§ Directives:
**A)** In the burning-smell post, what did the dealership employee say looked clogged during the most recent visit?
**B)** Rewrite the paragraph of the burning-smell post that begins "Then this past fall" as a short bulleted list that keeps its main facts.
**C)** Which car parts does the burning-smell post say were replaced? List every one.

§ Supplied passage:
# Burning smell NOT brand new... 2011 LS with 30,000miles



## xitappers2bx (Mar 27, 2013)

Hi everyone... 

I've searched and searched and I'm hoping that someone here can help me... I am at my wits end on what to do with my car.

I have a 2011 LS model that I got with 80 miles on it, and I LOOOVE it. Except I'm having some trouble and the Chevy dealerships have NO clue what is wrong, and I'm pretty sure they think I am nuts. 

This started about a year ago, I was driving on a highway (about 50mph) and black smoke started billowing out from under the hood... it was pouring rain, I pulled over and got my daughter out of the car, thinking this was going to be one of those fires that caused the recall. I had the car towed to the dealership where I bought it (they've been dealing with my family forever, and have always taken care of us) and they said nothing was wrong, they also had no clue what I was talking about when I asked if the smoke had anything to do with the recall Chevy was getting ready to announce. So my mom told me to trust my gut and take it to another dealership, which I did, and there was some damage to the oil drip pan (I'm not a car person, so if that isn't the right term, don't crucify me!!) they did the recall work, and replaced the pan thing. 

I didn't notice for maybe two or three weeks, but then I realized my car had this burning smell that would appear after driving for 20 minutes or so, and wouldn't fade away until a half hour or so after I turned the car off. I also noticed a drop in my MPG. So I took it to the second dealership, and they said everything looked fine. So I didn't stress too much, at this point, I wasn't driving too much so I wasn't too worried about it. 

Then this past fall I started grad school about an hour away from my house, and I started driving the car much more often. For about a month I noticed the burning smell getting worse, and my MPG's declining, so I brought the car to the dealership and they said it was fine. About a month after that my check engine light popped on, I brought it right over, and my temperature gauge and a gasket needed to be replaced. They ordered the parts, and a week later the car was back in "working order." They said that the gauge and gasket would stop the burning smell. It didn't.

After finals, I really wasn't driving much (to and from my daughter's school a few minutes from home, so the car was never really on for more than 5-10 minutes at a time) so I stopped smelling the burning and stopped thinking about it. Fast forward to January and I'm driving to and front school again. I immediately noticed the smell, and then I noticed that when it rains, (I sit in traffic on my way into class) and every time the windshield wipers would go up, it would bring white smoke with them. Every time. Thinking maybe it was steam from driving through puddles (although I wasn't driving through puddles, but just incase) I started doing this randomly while sitting in traffic and would notice the smoke on the windshield as well. Finally, about a month ago I was sitting in traffic in wet weather, and white smoke was billowing out form under the hood. 

I immediately called the dealership, and they said (again) to bring it over whenever and they'd take care of it (as usual). So the employee said that it looked like the hose that drains the defroster and AC was clogged and he'd try and clear it up, and they replaced the air filter but otherwise there was nothing "wrong." Immediately after getting the car back the smell started again and it's smoking.

§ Material provided:
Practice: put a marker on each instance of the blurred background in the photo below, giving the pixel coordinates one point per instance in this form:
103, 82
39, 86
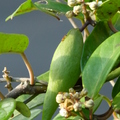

§ Answers for the exercise:
**A)** The hose that drains the defroster and AC.

**B)**
- The poster started grad school about an hour from home and began driving the car much more.
- For about a month, the burning smell got worse and the MPG declined, but the dealership said the car was fine.
- About a month later, the check engine light came on, and the temperature gauge and a gasket needed replacing.
- The parts were ordered, and the car was back a week later.
- The dealership said the new gauge and gasket would stop the burning smell, but they didn't.

**C)**
- Oil drip pan
- Temperature gauge
- Gasket
- Air filter